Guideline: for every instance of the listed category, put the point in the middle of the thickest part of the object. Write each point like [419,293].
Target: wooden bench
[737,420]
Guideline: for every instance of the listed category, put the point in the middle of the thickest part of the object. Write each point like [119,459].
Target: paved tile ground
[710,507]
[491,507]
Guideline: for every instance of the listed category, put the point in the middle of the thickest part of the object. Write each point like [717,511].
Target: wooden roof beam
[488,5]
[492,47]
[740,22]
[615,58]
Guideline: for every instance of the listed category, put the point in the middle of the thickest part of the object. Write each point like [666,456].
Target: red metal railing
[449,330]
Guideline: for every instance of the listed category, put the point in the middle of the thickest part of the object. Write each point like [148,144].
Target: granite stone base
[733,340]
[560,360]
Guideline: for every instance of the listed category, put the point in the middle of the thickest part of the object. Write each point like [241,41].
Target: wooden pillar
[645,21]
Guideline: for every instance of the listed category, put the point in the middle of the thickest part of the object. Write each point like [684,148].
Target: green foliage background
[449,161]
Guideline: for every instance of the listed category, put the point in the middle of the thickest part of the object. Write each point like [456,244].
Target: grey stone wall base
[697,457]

◆ **Work instructions**:
Give back, word for word, only the lines from the one containing "Target: wooden pillar" through the closing line of the entries.

◆ **Solved problem**:
Target: wooden pillar
[645,21]
Guideline: for every instance of the listed category, put the point in the middle of the thickest part of the object. Write each point like [684,148].
Target: green foliage background
[449,161]
Guideline: for every instance of the listed category, put the point in the middle of the thickest part of the object. Write each point like [456,244].
Target: grey stone wall base
[697,457]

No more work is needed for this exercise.